■ **Selected excerpt**:
Eric Paul, broker with Heart Mountain Realty, said while the flurry of activity during the height of the real estate boom was exciting, he prefers the more normal pace. The only issue for buyers is that mortgage rates have spiked even as prices have settled down. Inventory has also not rebounded, with 37 listings as of Oct. 11 in Powell. 

“We’re kind of back close to the right before pre-COVID housing counts, but we’re still about half of our historic typical listing count,” he said. “We usually are in the 80s.”

Inventory had fallen before COVID hit.

“We were down around 30-40 listings when COVID hit and then of course, people started coming here so that drove the inventory down lower and supply and demand kicked in and we had people bidding on houses and multiple offers,” Paul said. “So house prices went up exponentially.” 

Last October, the median house in Powell was $503,000. By July, that had risen to $579,000. Now, it’ back down to $500,000. The median sale price is much lower at $336,000. 

Inventory has risen as the median price has fallen, from a low of 16 listings in April to 38 in October. 

For real estate in the region, Paul said it’s about to the point where neither seller nor buyer has a big advantage. Houses are no longer going for over asking price generally, but with limited availability sellers aren’t having to drastically lower prices either. 

“It’s still not a bad time to be a seller if you’ve got the kinds of properties are still in demand and if you bring your house on at the right price and have it positioned ready to sell,” he said. “If it’s not beat up, a fixer upper, people don’t like fixer uppers anymore. Those days have been gone for a while.”

Paul said its ironic that in a time where fixer-upper TV shows are all over that even millennial home buyers aren’t interested.

■ **Given material**:
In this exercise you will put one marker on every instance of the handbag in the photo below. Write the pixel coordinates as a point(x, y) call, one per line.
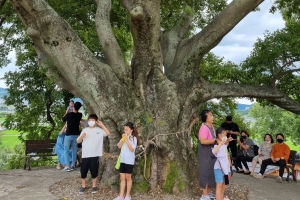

■ **Exercise instructions**:
A. In the Powell housing report, what was the median house price in Powell last October?
B. Reproduce the stretch of the Powell housing report from "Inventory had fallen" through "38 in October.".

■ **Answers for the tasks**:
A. $503,000

B.
Inventory had fallen before COVID hit.

“We were down around 30-40 listings when COVID hit and then of course, people started coming here so that drove the inventory down lower and supply and demand kicked in and we had people bidding on houses and multiple offers,” Paul said. “So house prices went up exponentially.” 

Last October, the median house in Powell was $503,000. By July, that had risen to $579,000. Now, it’ back down to $500,000. The median sale price is much lower at $336,000. 

Inventory has risen as the median price has fallen, from a low of 16 listings in April to 38 in October.